**Source passage**
◇ ◇ ◇ ◇ ◇ ◇ ◇
Kerrighed is made of a kernel making the actual stuff, and tools to control its behavior. The kernel part is provided as a Linux kernel patch.
Kerrighed provides SSI features using a Linux container (lxc). In a few words, a container is basically a light-weight virtual machine sharing its kernel with the host OS. Depending on the needs, it may share or isolate some resources with its host, such as PIDs, IPCs, Net, file systems, etc., and provides resource control groups (memory usage allowed, etc.).
On a Kerrighed kernel, the host system doesn't provides kerrighed features. Those features are only available inside a special Linux container called Kerrighed container. A process running on the host system will behave as on a non patched kernel. Processes running in the Kerrighed container will have the ability to migrate from one node to another, checkpoint and restart, use distant memory, etc.
By default on the Kerrighed system, the host system shares mosts of its ressources with the Kerrighed container (Network addresses, physical devices, filesystem, system users, etc). When the Kerrighed service boots the container, it additionally executes a configurable set of commands. By default, a ssh server listening on port 2222 is launched on each node. Once connected, you are in the SSI cluster!
The build process consists in the traditional ./configure && make && make install.
cd /usr/src wget http://gforge.inria.fr/frs/download.php/27161/kerrighed-3.0.0.tar.gz tar zxf kerrighed-3.0.0.tar.gz mv kerrighed-3.0.0 kerrighed-src cd kerrighed-src
export CONCURRENCY_LEVEL=<number of processors/cores available in the computer>
cd _kernel make menuconfig
cd /usr/src/kerrighed-src make
make install DESTDIR=/path/to/an/exported/root/ INSTALL_PATH=/path/to/an/exported/root/boot/ INSTALL_MOD_PATH=/path/to/an/exported/root/
There are several ways to setup a kerrighed cluster. You may choose whether to install systems on the hard drive, or to boot it via the network. Each have its benefits and drawbacks.
The network boot is a combination of PXE, which serves the kernel, and NFS root, which consists in mounting the whole system tree over NFS. This provides a very good consistency for the cluster. This ensures every system of the cluster will boot the same kernel, will have the same binaries and libraries. However this requires a fine tunning of kernel configuration.
An install on Hard drive will be documented later.
Quick usage guide
Before being able to set up nodes, you will have to configure your Kerrighed service.
Settings are located in 3 files:
Here we describe the most important settings:
Finally, you may want to execute the Kerrighed service at boot time.
update-rc.d kerrighed-host defaults 60
chkconfig -add kerrighed-host
ln -s ../init.d/kerrighed-host /etc/rc2.d/S60kerrighed-host
Kerrighed tools come with several utilities which control its behavior and its state:
Please note that those tools only work when run in the Kerrighed container.
◇ ◇ ◇ ◇ ◇ ◇ ◇
**Listing**
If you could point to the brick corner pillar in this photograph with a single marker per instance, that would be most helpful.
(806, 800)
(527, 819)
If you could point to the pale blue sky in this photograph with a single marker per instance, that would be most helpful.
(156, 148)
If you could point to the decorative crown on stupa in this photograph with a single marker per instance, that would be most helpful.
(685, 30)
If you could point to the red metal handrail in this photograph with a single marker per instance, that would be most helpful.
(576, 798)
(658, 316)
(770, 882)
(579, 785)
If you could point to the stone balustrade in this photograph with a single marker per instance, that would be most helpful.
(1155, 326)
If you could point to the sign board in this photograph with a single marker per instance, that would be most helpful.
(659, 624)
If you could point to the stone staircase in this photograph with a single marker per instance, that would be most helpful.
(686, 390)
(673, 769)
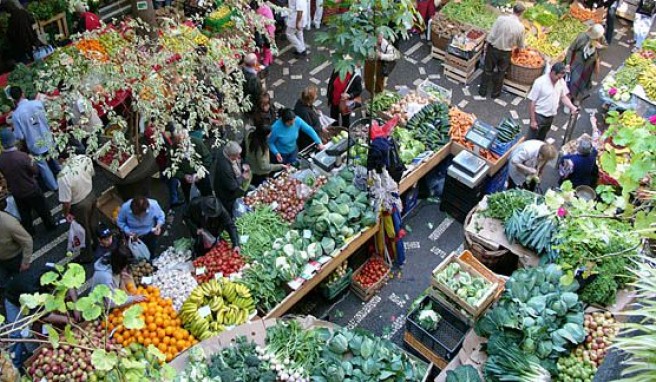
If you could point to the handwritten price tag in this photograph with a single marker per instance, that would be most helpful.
(204, 311)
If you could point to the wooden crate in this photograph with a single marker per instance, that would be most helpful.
(470, 264)
(368, 293)
(124, 169)
(420, 348)
(516, 88)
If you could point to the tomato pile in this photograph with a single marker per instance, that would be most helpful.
(374, 270)
(163, 329)
(220, 259)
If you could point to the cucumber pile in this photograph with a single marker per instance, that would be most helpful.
(431, 125)
(507, 130)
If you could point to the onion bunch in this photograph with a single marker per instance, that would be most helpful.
(283, 194)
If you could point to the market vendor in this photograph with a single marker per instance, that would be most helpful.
(284, 134)
(231, 177)
(527, 163)
(507, 34)
(113, 271)
(258, 154)
(88, 21)
(142, 218)
(545, 96)
(580, 168)
(207, 214)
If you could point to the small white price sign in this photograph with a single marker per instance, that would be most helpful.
(204, 311)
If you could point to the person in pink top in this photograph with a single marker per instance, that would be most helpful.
(265, 55)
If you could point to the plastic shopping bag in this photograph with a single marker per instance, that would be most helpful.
(139, 249)
(76, 237)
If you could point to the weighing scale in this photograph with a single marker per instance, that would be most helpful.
(465, 180)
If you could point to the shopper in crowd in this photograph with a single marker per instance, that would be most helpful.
(265, 110)
(545, 96)
(31, 126)
(15, 246)
(87, 21)
(306, 110)
(163, 163)
(142, 218)
(284, 135)
(385, 60)
(21, 35)
(187, 174)
(20, 172)
(113, 271)
(582, 60)
(107, 242)
(507, 34)
(527, 163)
(296, 20)
(78, 199)
(345, 90)
(644, 18)
(265, 55)
(29, 282)
(252, 85)
(231, 177)
(258, 154)
(580, 168)
(208, 214)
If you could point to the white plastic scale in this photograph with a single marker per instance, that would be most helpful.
(468, 168)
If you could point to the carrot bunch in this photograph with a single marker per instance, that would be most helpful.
(92, 49)
(527, 58)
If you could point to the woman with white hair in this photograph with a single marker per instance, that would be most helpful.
(231, 177)
(583, 60)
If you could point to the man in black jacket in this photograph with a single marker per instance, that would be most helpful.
(231, 178)
(207, 214)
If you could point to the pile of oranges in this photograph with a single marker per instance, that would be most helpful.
(162, 328)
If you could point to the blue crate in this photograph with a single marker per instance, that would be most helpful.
(497, 182)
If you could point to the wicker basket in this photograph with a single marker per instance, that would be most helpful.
(488, 257)
(524, 75)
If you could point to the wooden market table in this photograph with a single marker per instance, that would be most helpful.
(346, 251)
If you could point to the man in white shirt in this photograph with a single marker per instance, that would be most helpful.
(78, 199)
(295, 23)
(545, 96)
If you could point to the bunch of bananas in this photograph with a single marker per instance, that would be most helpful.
(214, 305)
(648, 81)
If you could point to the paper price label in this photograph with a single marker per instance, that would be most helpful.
(204, 311)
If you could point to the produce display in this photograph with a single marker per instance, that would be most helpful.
(214, 305)
(70, 364)
(374, 270)
(221, 259)
(431, 126)
(285, 194)
(533, 227)
(162, 329)
(472, 12)
(176, 284)
(337, 211)
(538, 317)
(502, 205)
(528, 58)
(470, 288)
(383, 101)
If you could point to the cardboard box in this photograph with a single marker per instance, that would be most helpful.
(456, 147)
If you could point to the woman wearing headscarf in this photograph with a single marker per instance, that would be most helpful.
(583, 59)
◇ ◇ ◇ ◇ ◇ ◇ ◇
**Requirement**
Please rewrite the Kerrighed setup guide from "An install on" up to and including "the Kerrighed container.", substituting "Kerrighed daemon" for every "Kerrighed service".

**Result**
An install on Hard drive will be documented later.
Quick usage guide
Before being able to set up nodes, you will have to configure your Kerrighed daemon.
Settings are located in 3 files:
Here we describe the most important settings:
Finally, you may want to execute the Kerrighed daemon at boot time.
update-rc.d kerrighed-host defaults 60
chkconfig -add kerrighed-host
ln -s ../init.d/kerrighed-host /etc/rc2.d/S60kerrighed-host
Kerrighed tools come with several utilities which control its behavior and its state:
Please note that those tools only work when run in the Kerrighed container.